Australia wants to ramp up migration to fill job gaps with the federal government flagging that it wants to begin bringing in foreign workers to fill job vacancies, particularly in regional areas, with a parliamentary committee recommending it reserve space on flights for skilled migrants and loosen hiring rules.
Unemployment in Australia is falling at an unexpectedly quick rate, dropping to 5.8% in February. The progress appears well ahead of the Australian Treasury departments forecast that had pointed to a 6% jobless rate by Christmas.
However, while boasting that there were more jobs now than there were in March 2020, the Prime Minister said there were still large gaps in the labour force, including 50,000 jobs that can’t be filled in regional areas.
“We have seen that there are jobs, even when high rates of unemployment were in place during the pandemic, that Australians have not gone and done,” Scott Morrison told media on Thursday.
“That is a challenge which is holding the rest of the economy back and so it is not only impacting on those producers directly, but it is impacting on the broader working of the economy and is holding back job creation for Australians in so many other parts of the economy.”
Australia Political Parties divided over post-pandemic migration
Coalition members of the parliamentary committee on migration handed down an interim report on Thursday, recommending “the Government reserve places on flights and in quarantine for skilled migrants” and that businesses no longer be required to advertise jobs locally before they can hire a foreign worker. Small business meanwhile shouldn’t have to meet any of the requirements known as labour market testing, according to the group.
Highlighting the stark divide, the Australian Opposition party issued a dissenting report slamming the report as “simply outrageous – ill-conceived and appallingly timed”.
“Astoundingly, while millions of Australians are searching for work, the priority for Government members is to put Australians at the back of the queue,” they wrote, arguing that the changes would encourage businesses to bring in foreign workers “virtually cost-free” rather than train locals.

Set of tasks:
1 > In the article on Australian migration, what rate had unemployment fallen to by February?
2 > Copy the passage of the article on Australian migration word for word, beginning at the words "Australia Political Parties" and stopping after the words "to the group.".
The material has nothing to do with the article on Australian migration.

Given entries:
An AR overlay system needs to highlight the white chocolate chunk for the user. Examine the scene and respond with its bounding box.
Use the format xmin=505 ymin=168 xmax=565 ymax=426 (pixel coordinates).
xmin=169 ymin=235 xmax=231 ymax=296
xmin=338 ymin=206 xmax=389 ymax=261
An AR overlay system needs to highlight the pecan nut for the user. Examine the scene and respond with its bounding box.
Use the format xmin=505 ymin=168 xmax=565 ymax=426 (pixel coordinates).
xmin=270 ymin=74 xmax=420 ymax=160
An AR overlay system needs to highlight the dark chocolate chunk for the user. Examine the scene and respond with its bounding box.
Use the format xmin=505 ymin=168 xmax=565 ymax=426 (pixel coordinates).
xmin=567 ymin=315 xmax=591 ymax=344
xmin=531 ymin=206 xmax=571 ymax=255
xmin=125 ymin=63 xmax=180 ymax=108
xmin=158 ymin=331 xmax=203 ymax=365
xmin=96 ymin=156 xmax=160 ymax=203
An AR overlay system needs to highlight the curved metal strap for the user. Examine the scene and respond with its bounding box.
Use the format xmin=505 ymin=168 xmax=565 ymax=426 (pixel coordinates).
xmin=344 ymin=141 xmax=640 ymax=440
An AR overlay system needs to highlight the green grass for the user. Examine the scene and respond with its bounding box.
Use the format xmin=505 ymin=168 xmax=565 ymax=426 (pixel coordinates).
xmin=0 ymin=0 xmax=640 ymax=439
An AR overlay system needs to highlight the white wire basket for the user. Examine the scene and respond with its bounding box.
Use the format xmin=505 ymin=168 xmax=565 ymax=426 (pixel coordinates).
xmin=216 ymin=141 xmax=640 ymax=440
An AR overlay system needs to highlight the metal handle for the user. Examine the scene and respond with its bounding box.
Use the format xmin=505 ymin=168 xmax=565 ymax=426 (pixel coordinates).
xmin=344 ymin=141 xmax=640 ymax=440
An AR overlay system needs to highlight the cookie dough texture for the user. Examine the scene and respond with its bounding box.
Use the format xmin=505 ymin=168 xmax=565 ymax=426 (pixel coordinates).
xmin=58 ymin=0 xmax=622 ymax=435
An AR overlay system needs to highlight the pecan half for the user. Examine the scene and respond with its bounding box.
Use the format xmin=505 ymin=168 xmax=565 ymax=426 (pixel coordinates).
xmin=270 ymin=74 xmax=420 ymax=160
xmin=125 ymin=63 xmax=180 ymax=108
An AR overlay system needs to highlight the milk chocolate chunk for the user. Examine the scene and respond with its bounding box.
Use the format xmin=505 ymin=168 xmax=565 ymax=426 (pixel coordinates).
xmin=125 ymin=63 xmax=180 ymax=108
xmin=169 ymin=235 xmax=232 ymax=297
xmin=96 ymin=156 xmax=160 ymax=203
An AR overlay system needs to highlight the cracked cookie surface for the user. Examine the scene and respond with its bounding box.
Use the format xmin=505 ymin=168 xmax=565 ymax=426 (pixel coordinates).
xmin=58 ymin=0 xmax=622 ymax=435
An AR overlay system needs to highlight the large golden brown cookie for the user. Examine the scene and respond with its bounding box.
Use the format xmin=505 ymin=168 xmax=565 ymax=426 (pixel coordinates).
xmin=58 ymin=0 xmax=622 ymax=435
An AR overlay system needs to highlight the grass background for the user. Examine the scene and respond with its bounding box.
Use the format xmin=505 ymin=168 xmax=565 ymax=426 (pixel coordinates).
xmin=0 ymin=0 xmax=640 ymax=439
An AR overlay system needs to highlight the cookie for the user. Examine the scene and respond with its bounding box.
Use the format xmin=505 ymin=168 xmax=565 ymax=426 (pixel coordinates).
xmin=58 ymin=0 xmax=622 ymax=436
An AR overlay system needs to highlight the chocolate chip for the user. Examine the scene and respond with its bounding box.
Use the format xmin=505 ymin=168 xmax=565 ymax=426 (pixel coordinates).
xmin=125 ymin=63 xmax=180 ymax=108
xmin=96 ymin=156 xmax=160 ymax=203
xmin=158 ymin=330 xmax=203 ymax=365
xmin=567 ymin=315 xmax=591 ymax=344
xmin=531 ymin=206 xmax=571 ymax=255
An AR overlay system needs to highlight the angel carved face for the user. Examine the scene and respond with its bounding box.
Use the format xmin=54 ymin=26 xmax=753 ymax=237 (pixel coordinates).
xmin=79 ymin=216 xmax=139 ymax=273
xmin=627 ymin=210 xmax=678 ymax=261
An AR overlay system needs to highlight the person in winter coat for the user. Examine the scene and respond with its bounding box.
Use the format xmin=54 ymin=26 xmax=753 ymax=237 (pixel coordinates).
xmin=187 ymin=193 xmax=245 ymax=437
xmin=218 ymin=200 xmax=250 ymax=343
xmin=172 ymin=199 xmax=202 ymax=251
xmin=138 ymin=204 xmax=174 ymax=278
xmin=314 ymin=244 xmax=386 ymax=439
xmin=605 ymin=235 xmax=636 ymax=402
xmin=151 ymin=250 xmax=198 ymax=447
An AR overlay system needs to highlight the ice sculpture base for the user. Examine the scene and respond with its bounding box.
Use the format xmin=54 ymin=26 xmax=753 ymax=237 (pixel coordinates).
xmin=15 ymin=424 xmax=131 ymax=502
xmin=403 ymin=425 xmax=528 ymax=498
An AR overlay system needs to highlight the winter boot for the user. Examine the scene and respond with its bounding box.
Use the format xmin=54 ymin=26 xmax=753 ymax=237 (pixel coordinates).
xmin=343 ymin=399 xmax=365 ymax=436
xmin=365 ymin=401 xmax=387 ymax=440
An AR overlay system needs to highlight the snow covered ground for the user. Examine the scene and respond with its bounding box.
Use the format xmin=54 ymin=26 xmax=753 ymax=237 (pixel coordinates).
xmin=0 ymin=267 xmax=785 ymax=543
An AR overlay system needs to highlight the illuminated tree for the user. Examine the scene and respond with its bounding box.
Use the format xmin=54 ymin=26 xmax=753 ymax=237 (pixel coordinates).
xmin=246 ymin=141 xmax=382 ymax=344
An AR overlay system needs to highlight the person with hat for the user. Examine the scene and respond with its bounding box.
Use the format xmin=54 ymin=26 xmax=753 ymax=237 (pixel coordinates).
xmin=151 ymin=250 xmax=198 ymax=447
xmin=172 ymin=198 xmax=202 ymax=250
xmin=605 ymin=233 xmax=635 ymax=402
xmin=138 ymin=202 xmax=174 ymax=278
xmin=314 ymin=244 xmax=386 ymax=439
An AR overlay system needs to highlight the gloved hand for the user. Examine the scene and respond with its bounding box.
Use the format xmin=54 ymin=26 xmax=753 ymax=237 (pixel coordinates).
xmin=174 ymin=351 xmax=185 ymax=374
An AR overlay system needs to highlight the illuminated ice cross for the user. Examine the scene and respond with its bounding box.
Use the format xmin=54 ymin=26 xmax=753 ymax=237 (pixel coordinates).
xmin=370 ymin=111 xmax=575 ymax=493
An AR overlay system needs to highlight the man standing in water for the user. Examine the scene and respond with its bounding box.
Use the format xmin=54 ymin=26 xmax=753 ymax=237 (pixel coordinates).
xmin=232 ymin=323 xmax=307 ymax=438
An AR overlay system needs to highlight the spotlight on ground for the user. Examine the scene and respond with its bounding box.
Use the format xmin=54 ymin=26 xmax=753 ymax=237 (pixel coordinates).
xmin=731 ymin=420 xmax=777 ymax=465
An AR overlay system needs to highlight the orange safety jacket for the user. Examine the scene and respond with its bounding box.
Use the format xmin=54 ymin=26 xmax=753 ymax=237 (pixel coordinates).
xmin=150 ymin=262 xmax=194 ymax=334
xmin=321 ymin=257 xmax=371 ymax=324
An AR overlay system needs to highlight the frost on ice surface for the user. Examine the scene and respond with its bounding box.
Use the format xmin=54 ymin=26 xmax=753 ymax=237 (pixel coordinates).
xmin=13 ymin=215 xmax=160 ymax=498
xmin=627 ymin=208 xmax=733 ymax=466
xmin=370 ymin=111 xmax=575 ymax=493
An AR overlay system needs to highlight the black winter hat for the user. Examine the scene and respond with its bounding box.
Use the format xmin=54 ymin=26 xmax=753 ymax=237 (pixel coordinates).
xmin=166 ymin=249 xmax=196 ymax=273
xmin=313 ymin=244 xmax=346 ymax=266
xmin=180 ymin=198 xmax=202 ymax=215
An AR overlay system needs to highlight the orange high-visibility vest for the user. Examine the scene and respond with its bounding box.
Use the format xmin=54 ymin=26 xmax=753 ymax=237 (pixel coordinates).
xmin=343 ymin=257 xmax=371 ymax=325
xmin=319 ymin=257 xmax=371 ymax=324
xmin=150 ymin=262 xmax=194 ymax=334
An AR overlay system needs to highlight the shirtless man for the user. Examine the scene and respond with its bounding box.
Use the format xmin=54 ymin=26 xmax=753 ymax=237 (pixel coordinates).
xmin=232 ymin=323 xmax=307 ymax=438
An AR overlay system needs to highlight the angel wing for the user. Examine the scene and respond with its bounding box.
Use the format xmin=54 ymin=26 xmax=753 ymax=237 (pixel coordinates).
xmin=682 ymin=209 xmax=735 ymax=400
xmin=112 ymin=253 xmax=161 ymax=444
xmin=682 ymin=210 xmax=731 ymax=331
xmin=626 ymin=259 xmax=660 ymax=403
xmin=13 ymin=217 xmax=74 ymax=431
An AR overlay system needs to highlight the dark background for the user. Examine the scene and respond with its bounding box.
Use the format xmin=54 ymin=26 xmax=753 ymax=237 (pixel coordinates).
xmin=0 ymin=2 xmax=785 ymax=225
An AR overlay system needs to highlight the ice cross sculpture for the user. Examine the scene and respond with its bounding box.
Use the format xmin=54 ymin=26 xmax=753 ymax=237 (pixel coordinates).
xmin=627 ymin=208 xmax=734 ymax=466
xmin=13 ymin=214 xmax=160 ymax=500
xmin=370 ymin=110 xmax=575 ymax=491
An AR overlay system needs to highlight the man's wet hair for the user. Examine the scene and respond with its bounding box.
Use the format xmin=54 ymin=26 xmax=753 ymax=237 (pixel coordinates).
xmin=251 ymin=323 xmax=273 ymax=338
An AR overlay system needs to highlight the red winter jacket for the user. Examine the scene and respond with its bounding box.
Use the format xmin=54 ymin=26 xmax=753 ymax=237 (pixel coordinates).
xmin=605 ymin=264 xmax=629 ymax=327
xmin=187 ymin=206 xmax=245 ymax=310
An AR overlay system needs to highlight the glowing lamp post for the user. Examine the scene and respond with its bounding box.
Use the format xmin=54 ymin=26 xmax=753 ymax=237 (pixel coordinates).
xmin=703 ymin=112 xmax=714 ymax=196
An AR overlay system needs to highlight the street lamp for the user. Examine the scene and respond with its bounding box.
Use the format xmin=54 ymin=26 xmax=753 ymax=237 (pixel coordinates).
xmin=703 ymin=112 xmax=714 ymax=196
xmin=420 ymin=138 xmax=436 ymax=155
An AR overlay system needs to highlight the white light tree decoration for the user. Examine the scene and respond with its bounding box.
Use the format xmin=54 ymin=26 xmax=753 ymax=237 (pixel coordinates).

Answers to the exercise:
1 > Unemployment had fallen to 5.8%.

2 >
Australia Political Parties divided over post-pandemic migration
Coalition members of the parliamentary committee on migration handed down an interim report on Thursday, recommending “the Government reserve places on flights and in quarantine for skilled migrants” and that businesses no longer be required to advertise jobs locally before they can hire a foreign worker. Small business meanwhile shouldn’t have to meet any of the requirements known as labour market testing, according to the group.